- **EXTRACTED TEXT**:
Beyond simulation and Big Data: How informatics and dynamics might merge to shape the future of modeling multi-scale diseases
Our modeling community has built a jumble of models for neural processes at different scales using different abstractions, amenable to different scientific questions and constraints by different kinds of data. In the bigger picture of understanding a multi-scale disease such as epilepsy, determining the compatibility and consistency of those models and the available data poses a huge meta-scientific challenge. Our current approaches to this challenge rely on simulation, toy mathematical models, superficial metadata, and a limited conception of "parameter fitting". I suggest that we will not be able to build useful, large data-driven models of disease that we adequately understand using these approaches. In particular, I will argue that we will struggle to make robust predictions about affecting macroscopic outcomes due to microscopic changes.
I will discuss emerging strategies from various sources across the computational sciences that could change this picture over the next decade, and provide some early prototypical examples of how we could model multi-scale disease mechanisms differently. Using one modest example, I will illustrate a strategy that is leading to a detailed mathematical explanation of the familiar Phase Response Curve (PRC) for a single neuron in terms of underlying ionic mechanisms. The PRC is used in many modeling studies associated with network synchronization despite its poorly understood causal origins. A clearer understanding of this issue will better connect microscopic and macroscopic processes relevant to dynamic, multi-scale diseases.

- **ENTRIES SUPPLIED**:
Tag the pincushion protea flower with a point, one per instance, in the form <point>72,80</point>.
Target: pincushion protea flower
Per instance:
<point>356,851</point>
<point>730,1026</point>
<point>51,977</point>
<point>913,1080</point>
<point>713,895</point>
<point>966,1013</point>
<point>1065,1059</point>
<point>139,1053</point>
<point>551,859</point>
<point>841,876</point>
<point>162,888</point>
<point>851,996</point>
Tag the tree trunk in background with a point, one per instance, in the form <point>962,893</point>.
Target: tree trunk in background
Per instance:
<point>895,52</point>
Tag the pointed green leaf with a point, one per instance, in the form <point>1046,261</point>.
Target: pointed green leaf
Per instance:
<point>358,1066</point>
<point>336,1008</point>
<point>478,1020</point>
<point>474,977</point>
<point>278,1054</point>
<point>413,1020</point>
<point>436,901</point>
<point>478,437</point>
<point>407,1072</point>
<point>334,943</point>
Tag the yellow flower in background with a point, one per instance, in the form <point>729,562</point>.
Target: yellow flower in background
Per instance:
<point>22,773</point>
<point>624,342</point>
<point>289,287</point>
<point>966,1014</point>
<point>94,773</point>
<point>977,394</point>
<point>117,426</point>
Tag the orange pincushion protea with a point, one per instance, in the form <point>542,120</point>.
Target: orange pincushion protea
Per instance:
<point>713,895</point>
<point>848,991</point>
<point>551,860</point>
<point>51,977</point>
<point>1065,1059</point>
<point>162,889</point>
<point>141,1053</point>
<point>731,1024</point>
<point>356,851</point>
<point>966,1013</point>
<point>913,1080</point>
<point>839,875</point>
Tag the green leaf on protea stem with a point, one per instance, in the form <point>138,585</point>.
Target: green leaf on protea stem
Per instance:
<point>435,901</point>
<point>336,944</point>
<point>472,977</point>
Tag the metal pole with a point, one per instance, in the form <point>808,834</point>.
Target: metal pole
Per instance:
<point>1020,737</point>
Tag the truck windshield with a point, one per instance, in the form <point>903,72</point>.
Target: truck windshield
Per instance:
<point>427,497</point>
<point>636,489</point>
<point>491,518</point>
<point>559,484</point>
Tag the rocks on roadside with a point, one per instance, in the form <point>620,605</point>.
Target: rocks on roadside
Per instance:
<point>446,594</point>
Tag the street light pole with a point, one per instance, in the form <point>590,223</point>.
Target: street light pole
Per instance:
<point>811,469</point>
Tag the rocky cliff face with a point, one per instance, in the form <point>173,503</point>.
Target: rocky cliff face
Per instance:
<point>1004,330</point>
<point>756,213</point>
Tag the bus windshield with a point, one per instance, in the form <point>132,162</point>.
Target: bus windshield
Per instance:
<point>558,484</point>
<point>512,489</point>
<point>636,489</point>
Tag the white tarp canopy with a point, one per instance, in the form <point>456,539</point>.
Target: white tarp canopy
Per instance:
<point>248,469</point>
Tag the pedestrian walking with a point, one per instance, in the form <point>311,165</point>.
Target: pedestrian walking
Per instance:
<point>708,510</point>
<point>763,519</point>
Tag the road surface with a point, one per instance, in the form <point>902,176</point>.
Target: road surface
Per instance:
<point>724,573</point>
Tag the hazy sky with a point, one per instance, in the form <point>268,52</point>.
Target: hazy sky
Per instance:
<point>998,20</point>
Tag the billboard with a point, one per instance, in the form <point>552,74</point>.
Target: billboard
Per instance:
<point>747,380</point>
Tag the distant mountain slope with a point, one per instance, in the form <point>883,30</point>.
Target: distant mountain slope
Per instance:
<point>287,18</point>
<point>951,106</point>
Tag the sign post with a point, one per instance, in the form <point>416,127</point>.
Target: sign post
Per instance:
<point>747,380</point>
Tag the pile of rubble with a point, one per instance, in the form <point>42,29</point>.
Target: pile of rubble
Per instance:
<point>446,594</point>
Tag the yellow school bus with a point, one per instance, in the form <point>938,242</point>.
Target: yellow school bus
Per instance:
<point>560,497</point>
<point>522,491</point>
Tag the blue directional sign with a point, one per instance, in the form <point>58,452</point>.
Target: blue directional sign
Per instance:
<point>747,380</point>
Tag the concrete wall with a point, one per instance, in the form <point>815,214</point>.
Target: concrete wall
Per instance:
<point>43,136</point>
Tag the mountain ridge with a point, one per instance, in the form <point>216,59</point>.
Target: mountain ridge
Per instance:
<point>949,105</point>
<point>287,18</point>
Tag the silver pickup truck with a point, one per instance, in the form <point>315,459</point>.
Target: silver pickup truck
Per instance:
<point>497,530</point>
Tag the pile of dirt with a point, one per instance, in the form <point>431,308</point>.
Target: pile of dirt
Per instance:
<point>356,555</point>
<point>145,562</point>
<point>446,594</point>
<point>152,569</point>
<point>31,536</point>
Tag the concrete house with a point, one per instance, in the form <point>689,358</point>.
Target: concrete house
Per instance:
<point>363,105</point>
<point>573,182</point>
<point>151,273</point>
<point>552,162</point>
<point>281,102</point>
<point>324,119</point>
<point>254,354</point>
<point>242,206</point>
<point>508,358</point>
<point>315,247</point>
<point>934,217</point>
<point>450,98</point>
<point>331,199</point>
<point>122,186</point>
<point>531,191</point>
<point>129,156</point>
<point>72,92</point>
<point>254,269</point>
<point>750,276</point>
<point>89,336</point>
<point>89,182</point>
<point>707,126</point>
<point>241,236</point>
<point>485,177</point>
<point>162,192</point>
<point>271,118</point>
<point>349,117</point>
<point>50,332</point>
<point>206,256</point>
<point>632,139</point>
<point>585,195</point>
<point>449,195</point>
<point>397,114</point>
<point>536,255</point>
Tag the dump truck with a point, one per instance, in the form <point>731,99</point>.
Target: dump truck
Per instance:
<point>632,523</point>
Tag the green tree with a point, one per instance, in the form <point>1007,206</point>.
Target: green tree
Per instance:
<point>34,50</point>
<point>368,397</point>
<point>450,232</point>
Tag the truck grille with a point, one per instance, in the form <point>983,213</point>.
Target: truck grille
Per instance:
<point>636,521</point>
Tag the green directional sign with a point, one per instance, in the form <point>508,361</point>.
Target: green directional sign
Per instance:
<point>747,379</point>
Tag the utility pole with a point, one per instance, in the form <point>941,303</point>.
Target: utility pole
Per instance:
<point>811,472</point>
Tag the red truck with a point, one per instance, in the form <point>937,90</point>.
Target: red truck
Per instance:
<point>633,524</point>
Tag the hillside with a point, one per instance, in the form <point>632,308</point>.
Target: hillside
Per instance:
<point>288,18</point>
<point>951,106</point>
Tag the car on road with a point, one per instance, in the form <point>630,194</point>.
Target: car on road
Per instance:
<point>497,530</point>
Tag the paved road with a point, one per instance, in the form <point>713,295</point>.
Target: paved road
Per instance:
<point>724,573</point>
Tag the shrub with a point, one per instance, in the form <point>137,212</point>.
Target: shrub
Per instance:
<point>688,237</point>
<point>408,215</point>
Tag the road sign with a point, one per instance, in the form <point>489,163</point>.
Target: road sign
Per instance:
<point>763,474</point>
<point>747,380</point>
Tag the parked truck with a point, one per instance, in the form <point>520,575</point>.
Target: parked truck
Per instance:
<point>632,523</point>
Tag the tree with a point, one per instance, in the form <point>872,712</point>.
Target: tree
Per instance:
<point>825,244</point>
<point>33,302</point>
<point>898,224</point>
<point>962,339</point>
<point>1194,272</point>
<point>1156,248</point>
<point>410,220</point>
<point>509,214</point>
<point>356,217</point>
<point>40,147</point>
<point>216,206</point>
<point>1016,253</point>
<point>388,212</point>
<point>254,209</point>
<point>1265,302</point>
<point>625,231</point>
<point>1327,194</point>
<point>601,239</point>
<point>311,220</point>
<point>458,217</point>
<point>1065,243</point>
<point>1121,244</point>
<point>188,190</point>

- **YOUR TASKS**:
a: According to the abstract on modeling multi-scale diseases, what do current approaches to the challenge of model and data compatibility rely on? List them all.
b: Why is it worth explaining the Phase Response Curve (PRC), according to the abstract on modeling multi-scale diseases? Answer in one to three sentences.
c: Which disease does the abstract on modeling multi-scale diseases name as an example of a multi-scale disease?

- **SET OF ANSWERS**:
a:
- Simulation
- Toy mathematical models
- Superficial metadata
- A limited conception of "parameter fitting"

b: The PRC is used in many modeling studies of network synchronization, yet its causal origins are poorly understood. A clearer understanding of it would better connect the microscopic and macroscopic processes involved in dynamic, multi-scale diseases.

c: Epilepsy.